─── Entries shown
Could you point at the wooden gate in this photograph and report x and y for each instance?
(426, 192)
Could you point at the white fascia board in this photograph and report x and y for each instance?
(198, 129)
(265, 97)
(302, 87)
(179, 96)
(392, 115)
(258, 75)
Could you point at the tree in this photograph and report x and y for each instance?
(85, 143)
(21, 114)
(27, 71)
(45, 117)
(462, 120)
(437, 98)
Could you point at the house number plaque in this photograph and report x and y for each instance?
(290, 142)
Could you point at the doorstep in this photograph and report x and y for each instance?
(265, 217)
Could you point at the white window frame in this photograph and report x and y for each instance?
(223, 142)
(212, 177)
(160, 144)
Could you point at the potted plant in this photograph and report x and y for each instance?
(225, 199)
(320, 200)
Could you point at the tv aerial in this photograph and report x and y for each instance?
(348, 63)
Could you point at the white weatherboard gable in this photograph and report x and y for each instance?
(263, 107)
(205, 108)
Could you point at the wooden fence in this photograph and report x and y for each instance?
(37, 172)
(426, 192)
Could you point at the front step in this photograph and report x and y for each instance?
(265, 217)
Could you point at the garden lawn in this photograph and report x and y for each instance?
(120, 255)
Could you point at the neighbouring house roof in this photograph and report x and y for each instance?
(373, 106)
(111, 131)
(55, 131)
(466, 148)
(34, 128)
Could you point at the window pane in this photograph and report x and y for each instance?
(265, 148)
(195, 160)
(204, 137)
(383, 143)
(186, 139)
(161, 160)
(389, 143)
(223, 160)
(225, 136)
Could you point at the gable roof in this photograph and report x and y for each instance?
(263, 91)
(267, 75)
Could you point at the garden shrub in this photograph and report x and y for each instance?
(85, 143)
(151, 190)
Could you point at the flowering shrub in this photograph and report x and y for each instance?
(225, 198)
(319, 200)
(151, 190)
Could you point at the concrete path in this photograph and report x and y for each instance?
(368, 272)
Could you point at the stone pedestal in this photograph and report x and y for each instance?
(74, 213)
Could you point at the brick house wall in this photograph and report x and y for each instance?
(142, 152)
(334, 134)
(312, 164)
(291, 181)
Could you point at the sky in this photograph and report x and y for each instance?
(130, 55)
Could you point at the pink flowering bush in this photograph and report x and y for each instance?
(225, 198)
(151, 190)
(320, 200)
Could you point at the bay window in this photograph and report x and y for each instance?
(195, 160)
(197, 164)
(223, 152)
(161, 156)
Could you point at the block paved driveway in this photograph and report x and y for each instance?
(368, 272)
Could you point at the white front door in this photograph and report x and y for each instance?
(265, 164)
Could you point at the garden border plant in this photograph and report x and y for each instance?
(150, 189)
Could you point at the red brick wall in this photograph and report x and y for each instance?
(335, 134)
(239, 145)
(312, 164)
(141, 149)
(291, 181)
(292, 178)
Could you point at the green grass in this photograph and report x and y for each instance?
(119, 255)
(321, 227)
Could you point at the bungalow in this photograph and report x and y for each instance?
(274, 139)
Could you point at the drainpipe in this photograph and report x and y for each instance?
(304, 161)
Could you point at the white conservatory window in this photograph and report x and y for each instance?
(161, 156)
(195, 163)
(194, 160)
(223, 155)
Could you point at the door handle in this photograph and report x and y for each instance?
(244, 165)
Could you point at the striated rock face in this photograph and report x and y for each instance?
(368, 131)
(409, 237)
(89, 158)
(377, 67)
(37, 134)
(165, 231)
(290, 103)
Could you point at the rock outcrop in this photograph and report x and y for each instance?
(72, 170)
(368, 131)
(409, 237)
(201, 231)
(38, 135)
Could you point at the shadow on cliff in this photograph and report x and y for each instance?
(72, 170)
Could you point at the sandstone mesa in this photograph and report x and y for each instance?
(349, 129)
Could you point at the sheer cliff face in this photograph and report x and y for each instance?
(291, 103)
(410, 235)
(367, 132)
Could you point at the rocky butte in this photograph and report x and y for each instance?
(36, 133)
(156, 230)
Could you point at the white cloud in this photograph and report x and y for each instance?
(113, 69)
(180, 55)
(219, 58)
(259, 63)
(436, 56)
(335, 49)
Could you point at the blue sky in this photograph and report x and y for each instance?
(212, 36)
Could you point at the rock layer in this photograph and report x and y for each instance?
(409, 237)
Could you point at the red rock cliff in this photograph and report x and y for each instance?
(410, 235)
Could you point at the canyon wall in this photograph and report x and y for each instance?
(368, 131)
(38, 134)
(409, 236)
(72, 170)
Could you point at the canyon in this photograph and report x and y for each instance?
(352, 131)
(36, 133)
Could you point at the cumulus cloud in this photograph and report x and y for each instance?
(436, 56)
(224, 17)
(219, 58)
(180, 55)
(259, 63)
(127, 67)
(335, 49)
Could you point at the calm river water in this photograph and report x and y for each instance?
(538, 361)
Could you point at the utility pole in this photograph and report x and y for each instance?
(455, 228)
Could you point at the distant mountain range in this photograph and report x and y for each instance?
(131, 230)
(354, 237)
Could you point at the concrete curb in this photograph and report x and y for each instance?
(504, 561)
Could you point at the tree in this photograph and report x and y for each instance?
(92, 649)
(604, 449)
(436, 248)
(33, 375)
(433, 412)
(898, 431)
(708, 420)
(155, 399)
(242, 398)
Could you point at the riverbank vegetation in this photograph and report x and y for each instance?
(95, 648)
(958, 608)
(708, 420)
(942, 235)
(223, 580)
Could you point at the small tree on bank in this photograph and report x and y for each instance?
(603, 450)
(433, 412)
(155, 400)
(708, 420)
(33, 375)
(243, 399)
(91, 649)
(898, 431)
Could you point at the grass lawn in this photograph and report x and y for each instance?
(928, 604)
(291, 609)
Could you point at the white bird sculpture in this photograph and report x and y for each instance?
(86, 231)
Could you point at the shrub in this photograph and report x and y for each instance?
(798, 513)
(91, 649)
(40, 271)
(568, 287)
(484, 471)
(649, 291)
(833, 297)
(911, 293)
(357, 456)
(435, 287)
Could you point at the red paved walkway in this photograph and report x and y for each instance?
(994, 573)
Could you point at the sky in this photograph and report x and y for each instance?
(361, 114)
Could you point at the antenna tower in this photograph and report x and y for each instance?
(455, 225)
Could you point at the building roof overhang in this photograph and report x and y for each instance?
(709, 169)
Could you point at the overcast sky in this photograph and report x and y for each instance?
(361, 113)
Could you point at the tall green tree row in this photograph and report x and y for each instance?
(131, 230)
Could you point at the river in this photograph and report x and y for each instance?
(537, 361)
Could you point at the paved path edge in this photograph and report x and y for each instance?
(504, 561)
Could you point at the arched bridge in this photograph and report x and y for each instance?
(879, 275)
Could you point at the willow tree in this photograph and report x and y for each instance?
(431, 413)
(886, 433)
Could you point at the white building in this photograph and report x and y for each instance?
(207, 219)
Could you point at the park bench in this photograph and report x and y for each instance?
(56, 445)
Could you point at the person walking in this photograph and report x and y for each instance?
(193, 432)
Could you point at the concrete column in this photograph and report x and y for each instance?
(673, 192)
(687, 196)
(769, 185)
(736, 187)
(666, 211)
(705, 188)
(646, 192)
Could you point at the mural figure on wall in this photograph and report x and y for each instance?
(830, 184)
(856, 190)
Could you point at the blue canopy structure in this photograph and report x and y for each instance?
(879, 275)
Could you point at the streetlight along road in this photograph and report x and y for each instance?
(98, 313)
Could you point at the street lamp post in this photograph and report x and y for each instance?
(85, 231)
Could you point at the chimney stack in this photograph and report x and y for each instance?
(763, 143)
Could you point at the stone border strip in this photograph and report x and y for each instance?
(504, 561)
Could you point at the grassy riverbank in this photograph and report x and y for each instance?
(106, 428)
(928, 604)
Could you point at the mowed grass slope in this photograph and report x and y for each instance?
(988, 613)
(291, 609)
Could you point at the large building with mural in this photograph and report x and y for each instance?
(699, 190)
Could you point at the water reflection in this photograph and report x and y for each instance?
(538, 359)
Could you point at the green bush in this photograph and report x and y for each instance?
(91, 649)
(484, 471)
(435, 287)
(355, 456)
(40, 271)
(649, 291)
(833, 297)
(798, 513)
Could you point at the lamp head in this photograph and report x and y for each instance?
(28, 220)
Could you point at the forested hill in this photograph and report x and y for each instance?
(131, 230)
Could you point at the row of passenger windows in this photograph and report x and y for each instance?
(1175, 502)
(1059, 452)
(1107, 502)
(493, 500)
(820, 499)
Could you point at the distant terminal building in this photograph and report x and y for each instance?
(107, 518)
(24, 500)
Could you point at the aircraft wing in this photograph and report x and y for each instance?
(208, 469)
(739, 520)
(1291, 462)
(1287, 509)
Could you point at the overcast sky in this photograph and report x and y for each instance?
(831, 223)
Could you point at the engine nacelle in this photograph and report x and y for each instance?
──────
Extract the lines above from the one containing "Could you point at the distant terminal" to the last line, both included, exactly as written.

Could you point at the distant terminal building in this photograph and report x and y for each instance?
(107, 518)
(24, 500)
Could you point at the aircraft wing in this photograph and report x and y for each instance?
(208, 469)
(739, 520)
(1291, 462)
(1287, 509)
Could you point at the overcast sky in this photograph and report x and y for each instance?
(831, 223)
Could you point at the engine nacelle in this photograph and report x and y for each instance?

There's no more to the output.